- [What needs to be done] Leave out the pictures and repeat everything else in the records exactly.

#### Input data ####

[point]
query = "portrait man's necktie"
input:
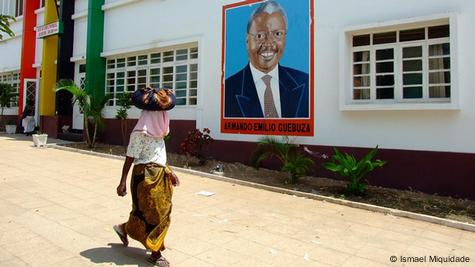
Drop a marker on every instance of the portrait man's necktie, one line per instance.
(269, 107)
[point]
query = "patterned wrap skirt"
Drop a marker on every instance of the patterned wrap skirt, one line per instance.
(152, 192)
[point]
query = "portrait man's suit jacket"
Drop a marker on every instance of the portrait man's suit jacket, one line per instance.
(241, 100)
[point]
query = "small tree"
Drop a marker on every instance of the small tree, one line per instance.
(294, 163)
(124, 102)
(194, 144)
(347, 165)
(91, 106)
(5, 25)
(7, 93)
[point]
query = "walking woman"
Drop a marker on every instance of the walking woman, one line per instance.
(151, 186)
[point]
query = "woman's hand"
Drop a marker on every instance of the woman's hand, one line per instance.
(122, 189)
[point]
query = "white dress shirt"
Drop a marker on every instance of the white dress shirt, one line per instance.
(261, 86)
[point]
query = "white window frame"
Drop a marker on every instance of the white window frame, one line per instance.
(12, 8)
(346, 101)
(190, 101)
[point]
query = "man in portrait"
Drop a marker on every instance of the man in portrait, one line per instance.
(264, 88)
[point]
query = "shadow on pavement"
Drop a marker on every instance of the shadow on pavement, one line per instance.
(117, 254)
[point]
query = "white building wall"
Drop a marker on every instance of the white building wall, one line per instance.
(10, 47)
(142, 25)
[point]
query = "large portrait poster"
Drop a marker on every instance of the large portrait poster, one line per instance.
(267, 68)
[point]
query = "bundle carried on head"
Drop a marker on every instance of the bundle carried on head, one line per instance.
(154, 99)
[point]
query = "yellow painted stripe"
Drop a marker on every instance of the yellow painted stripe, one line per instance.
(48, 65)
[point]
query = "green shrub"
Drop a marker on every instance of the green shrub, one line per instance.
(348, 166)
(294, 163)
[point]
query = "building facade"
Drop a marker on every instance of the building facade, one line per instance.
(397, 74)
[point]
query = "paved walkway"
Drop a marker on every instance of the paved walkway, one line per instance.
(57, 209)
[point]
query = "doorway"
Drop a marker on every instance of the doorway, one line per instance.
(30, 90)
(78, 116)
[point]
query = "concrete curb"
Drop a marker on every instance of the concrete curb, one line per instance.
(369, 207)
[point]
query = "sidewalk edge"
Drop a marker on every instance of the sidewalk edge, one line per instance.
(369, 207)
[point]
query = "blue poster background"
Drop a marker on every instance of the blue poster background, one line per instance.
(296, 54)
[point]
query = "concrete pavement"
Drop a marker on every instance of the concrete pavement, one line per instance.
(57, 208)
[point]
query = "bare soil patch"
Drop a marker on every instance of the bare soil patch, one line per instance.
(444, 207)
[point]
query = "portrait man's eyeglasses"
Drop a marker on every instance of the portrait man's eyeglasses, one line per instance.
(261, 36)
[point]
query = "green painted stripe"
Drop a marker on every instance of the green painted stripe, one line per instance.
(95, 64)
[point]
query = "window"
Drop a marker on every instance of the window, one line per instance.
(402, 65)
(168, 68)
(12, 78)
(12, 8)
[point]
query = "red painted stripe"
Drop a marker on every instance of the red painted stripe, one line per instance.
(28, 48)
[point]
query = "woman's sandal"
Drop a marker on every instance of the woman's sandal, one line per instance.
(119, 229)
(160, 261)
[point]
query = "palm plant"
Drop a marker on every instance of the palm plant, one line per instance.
(347, 165)
(124, 102)
(91, 106)
(5, 25)
(292, 162)
(7, 93)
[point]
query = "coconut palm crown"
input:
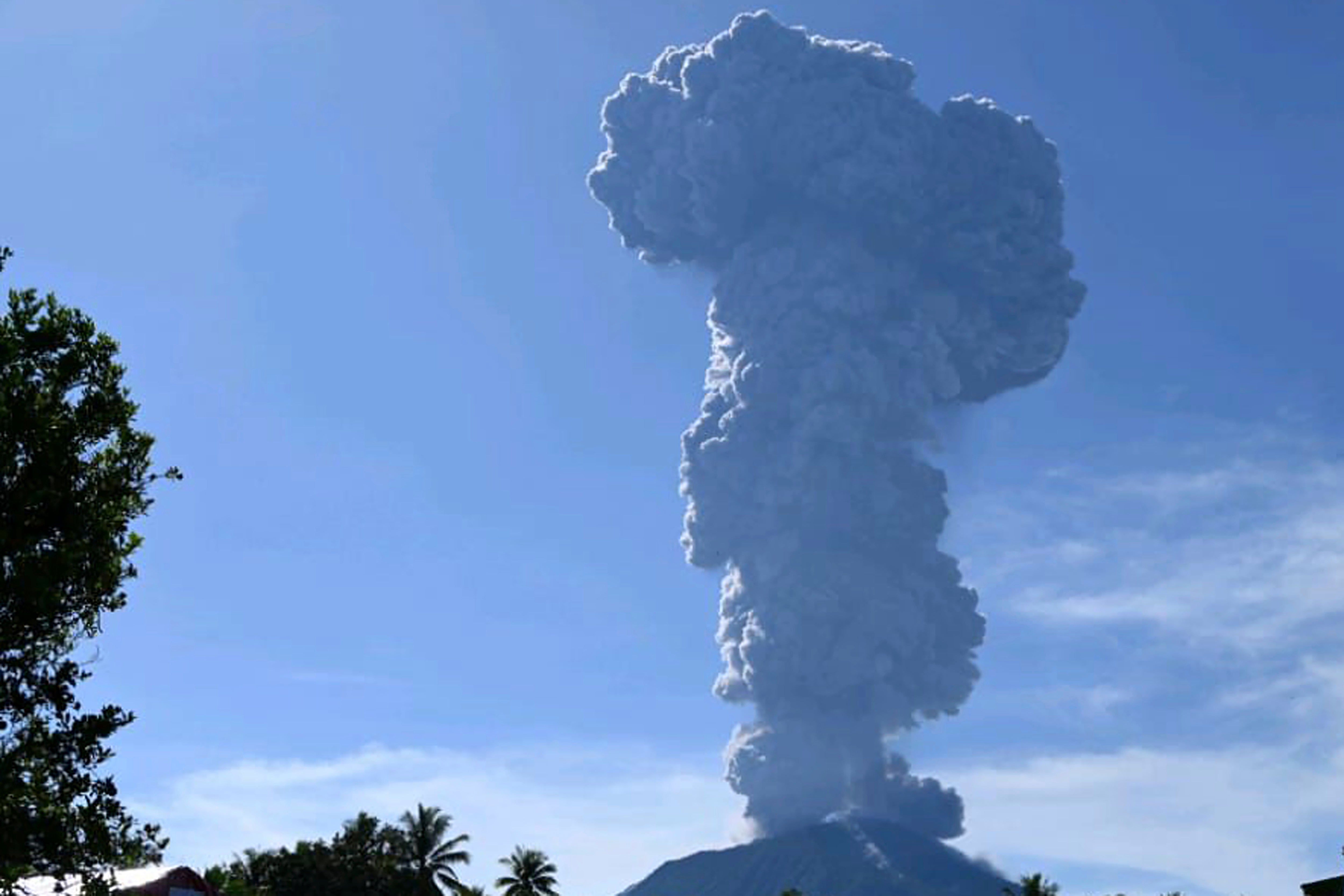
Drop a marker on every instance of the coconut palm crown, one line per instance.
(531, 874)
(429, 855)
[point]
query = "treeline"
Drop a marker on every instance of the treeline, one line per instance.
(1039, 886)
(369, 858)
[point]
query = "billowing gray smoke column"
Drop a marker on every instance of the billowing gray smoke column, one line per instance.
(874, 258)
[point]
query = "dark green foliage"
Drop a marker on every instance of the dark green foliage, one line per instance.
(531, 874)
(1033, 886)
(73, 477)
(428, 854)
(366, 859)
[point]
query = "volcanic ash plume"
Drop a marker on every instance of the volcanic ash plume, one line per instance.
(874, 258)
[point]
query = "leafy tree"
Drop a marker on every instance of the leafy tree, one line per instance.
(369, 859)
(531, 874)
(1033, 886)
(74, 475)
(429, 855)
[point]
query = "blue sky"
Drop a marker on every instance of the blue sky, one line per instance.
(428, 410)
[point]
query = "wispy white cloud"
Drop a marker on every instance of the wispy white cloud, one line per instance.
(1230, 821)
(607, 816)
(1237, 549)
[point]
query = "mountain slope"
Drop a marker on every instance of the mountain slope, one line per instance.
(847, 858)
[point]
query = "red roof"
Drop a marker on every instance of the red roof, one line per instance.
(181, 878)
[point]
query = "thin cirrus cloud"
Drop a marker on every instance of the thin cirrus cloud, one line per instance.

####

- [Solution to the exercise]
[point]
query = "portrait man's necktie"
input:
Drop a marker on every instance of the portrait man's necktie, one line per instance.
(269, 107)
[point]
query = "patterned wrap skirt"
Drop a marker on every instance of the patterned wrap skirt, one line per instance.
(152, 192)
[point]
query = "portrait man's suit jacket"
Drop a marker on every instance of the portrait man's suit jacket, one line per instance.
(241, 100)
[point]
query = "small tree"
Drop a marker on every instance of the small tree, one line per instance.
(294, 163)
(124, 102)
(194, 144)
(347, 165)
(91, 106)
(5, 25)
(7, 93)
[point]
query = "walking woman"
Drop a marker on every instance of the walking woman, one line per instance.
(151, 186)
[point]
query = "woman's hand"
Drop a marker on every instance of the woman's hand, one line per instance.
(122, 189)
[point]
query = "white dress shirt"
Drop a marker on every instance of the white dress shirt, one line per instance.
(261, 86)
[point]
query = "white window frame"
Drop a marker on every instance of the white window frame, one line per instance.
(12, 8)
(346, 101)
(190, 101)
[point]
query = "man in portrait"
Drop a marker on every instance of the man in portrait, one line per instance.
(264, 88)
[point]
query = "shadow on pavement"
Drop a marker on every instance of the shadow on pavement, one line per instance.
(117, 254)
[point]
query = "white building wall"
Drop a marker on every instance of the white building wall, one line per instance.
(10, 47)
(142, 25)
[point]
query = "large portrait poster"
Drop a marker on every instance of the large portrait poster, one line per instance.
(267, 68)
[point]
query = "bundle carried on head"
Drop a marker on every instance of the bundle carried on head, one line per instance.
(154, 99)
[point]
query = "yellow painted stripe"
Drop a marker on every instance of the yellow painted stripe, one line per instance.
(48, 65)
[point]
query = "green shrub"
Drop a marker on every instance of the green shrub, one line per instance.
(348, 166)
(294, 163)
[point]
query = "building facade"
Drop a marker on every instance of the building facade, one line per instance.
(397, 74)
[point]
query = "paved walkway"
Drop a marker on every instance of the paved walkway, one line per instance.
(57, 209)
[point]
query = "doorway"
Drop a marker on every instance of the doorway, one line per instance.
(30, 90)
(78, 116)
[point]
query = "concrete curb"
Drop a marker on every instance of the concrete curb, one line per instance.
(369, 207)
[point]
query = "sidewalk edge"
Drop a marker on every instance of the sidewalk edge, one line per instance.
(369, 207)
[point]
query = "blue poster background"
Drop a marker on every instance of the blue poster background, one line per instance.
(296, 54)
[point]
query = "concrete pavement"
Drop a marker on every instance of the concrete pavement, one line per instance.
(57, 208)
[point]
query = "bare soil patch"
Drop a marker on every instance of the bare soil patch, one line per instance.
(444, 207)
[point]
query = "portrait man's eyeglasses"
Drop a marker on every instance of the portrait man's eyeglasses, one line per instance.
(261, 36)
[point]
query = "green painted stripe"
Drop a marker on every instance of the green painted stripe, one line per instance.
(95, 64)
[point]
query = "window"
Drop a marker on every instance of the window, one line per instance.
(402, 65)
(168, 68)
(12, 78)
(12, 8)
[point]
query = "red painted stripe"
Drop a marker on every instance of the red painted stripe, one line per instance.
(28, 48)
[point]
query = "woman's sandal"
Drop a marker on every instance of the woman's sandal, one line per instance.
(119, 229)
(160, 261)
[point]
query = "palm plant"
Drop a marker on every instance of the palm plant, one line per instance.
(347, 165)
(124, 102)
(91, 106)
(5, 25)
(292, 162)
(7, 93)
[point]
query = "coconut palm crown"
input:
Drop a marker on every instance of the coconut palm crown, one line per instance.
(531, 874)
(429, 855)
[point]
query = "treeline"
Drop a marker on every instance of the treeline, one line per instance.
(1039, 886)
(369, 858)
[point]
query = "billowing gray smoke column"
Drop a marker on every instance of the billowing gray smoke column, one line per instance.
(874, 258)
[point]
query = "dark green foliage"
Drop a marker on every instance of the dark green foliage, one line per instance.
(531, 874)
(1033, 886)
(73, 477)
(428, 854)
(366, 859)
[point]
query = "volcanic ash plume"
Drop a marker on every instance of the volcanic ash plume, one line per instance.
(874, 258)
[point]
query = "leafy tree"
Drop a marker on every instance of the leafy tree, one line per instance.
(369, 859)
(531, 874)
(1033, 886)
(74, 475)
(429, 855)
[point]
query = "blue sky"
Drop a marker on every instance of the blue sky, one line per instance.
(428, 410)
[point]
query = "wispy white cloud"
Drop a marker on every instance of the wispy white cloud, one line per instance.
(1230, 821)
(607, 816)
(1237, 549)
[point]
query = "mountain slope"
Drop a marker on every instance of the mountain slope, one line per instance.
(847, 858)
[point]
query = "red roof"
Drop a marker on every instance of the red roof, one line per instance.
(181, 878)
[point]
query = "thin cirrus cloud"
Drop a marker on every instance of the thin cirrus cloud, one line per instance.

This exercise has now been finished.